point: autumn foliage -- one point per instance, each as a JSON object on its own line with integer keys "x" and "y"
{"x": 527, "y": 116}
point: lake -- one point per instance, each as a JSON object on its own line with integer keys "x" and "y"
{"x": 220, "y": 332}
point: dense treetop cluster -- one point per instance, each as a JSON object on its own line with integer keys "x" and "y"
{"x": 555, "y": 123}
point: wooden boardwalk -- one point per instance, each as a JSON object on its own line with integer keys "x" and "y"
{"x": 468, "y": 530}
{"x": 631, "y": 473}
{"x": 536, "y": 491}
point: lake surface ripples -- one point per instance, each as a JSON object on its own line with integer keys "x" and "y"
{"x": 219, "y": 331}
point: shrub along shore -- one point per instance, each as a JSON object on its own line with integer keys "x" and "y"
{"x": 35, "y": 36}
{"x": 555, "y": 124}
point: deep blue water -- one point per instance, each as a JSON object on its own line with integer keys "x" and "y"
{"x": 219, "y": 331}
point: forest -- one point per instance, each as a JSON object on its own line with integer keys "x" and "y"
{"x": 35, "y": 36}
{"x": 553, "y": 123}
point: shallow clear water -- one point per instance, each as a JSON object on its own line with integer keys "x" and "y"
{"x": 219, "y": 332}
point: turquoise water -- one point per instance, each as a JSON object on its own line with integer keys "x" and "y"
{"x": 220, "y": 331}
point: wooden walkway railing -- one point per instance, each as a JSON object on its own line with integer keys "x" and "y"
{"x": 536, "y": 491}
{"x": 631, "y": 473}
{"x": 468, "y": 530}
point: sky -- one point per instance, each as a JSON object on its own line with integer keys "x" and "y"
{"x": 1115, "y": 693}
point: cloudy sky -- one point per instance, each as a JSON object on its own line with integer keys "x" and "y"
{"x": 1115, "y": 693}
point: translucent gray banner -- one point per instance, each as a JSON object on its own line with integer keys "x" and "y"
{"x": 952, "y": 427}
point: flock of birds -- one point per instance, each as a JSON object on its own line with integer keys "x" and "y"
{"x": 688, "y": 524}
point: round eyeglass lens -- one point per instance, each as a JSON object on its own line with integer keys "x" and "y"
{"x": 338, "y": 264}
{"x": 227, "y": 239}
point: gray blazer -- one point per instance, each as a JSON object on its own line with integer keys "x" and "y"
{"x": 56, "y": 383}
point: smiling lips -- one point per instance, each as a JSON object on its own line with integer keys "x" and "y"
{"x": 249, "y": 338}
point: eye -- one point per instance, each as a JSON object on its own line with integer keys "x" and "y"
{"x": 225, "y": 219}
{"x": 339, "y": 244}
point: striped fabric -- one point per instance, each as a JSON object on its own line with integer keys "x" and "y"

- [Stated exercise]:
Copy out each record, keeping every word as it is.

- [The answer]:
point: autumn foliage -- one point per instance, each as a JSON object on its own line with integer keys "x" and "y"
{"x": 527, "y": 116}
point: lake -- one point per instance, each as a JSON object on its own line with integer keys "x" and "y"
{"x": 220, "y": 332}
point: dense treetop cluster -- one point per instance, each as a JSON object on its own line with integer keys "x" and "y"
{"x": 555, "y": 123}
point: wooden boardwalk -- one point per instance, each as a JSON object on its own line with integer keys "x" and "y"
{"x": 468, "y": 530}
{"x": 631, "y": 473}
{"x": 536, "y": 491}
point: lake surface ripples -- one point per instance, each as a JSON object on its own line with integer keys "x" and "y"
{"x": 219, "y": 331}
point: shrub along shore -- one point per instance, each as a JSON object on its own line with integer keys "x" and "y"
{"x": 35, "y": 36}
{"x": 555, "y": 124}
point: deep blue water -- one point per instance, each as a JSON object on its own line with integer keys "x" and "y"
{"x": 219, "y": 331}
point: forest -- one point per instance, each as a JSON object on its own line with integer keys "x" and "y"
{"x": 35, "y": 36}
{"x": 553, "y": 123}
point: shallow clear water -- one point per instance, each as a JSON object on its own line with integer keys "x" and "y"
{"x": 219, "y": 332}
point: turquoise water -- one point per instance, each as a JSON object on its own line with integer keys "x" and "y"
{"x": 220, "y": 331}
point: wooden walkway railing -- one point per instance, each as a JSON object on its own line with integer keys "x" and "y"
{"x": 536, "y": 491}
{"x": 631, "y": 473}
{"x": 468, "y": 530}
point: sky -- one point per instance, each as a JSON object on its own line with integer keys "x" and "y"
{"x": 1115, "y": 693}
point: cloudy sky -- one point per instance, each as a JSON object on its own line with integer keys "x" and "y"
{"x": 1115, "y": 693}
point: translucent gray banner -- one point per instance, each as a JSON object on its own line with integer keys "x" and "y"
{"x": 952, "y": 427}
point: flock of birds -- one point per instance, each as a JSON object on its own line with integer keys "x" and "y"
{"x": 688, "y": 524}
point: round eyeglass lens -- one point per instance, each as a JSON object on its own line with integer keys "x" and "y"
{"x": 338, "y": 264}
{"x": 227, "y": 239}
point: gray blazer -- one point per instance, each as a JSON object on its own line with integer keys "x" and "y"
{"x": 56, "y": 383}
point: smiling lips -- one point per instance, each as a JSON object on its own line with integer keys "x" and "y"
{"x": 249, "y": 338}
point: eye -- one point per instance, each as a JSON object on its own line with integer keys "x" and "y"
{"x": 225, "y": 219}
{"x": 339, "y": 244}
point: striped fabric -- one point per instance, each as a JSON object on its own line with integer keys "x" and "y"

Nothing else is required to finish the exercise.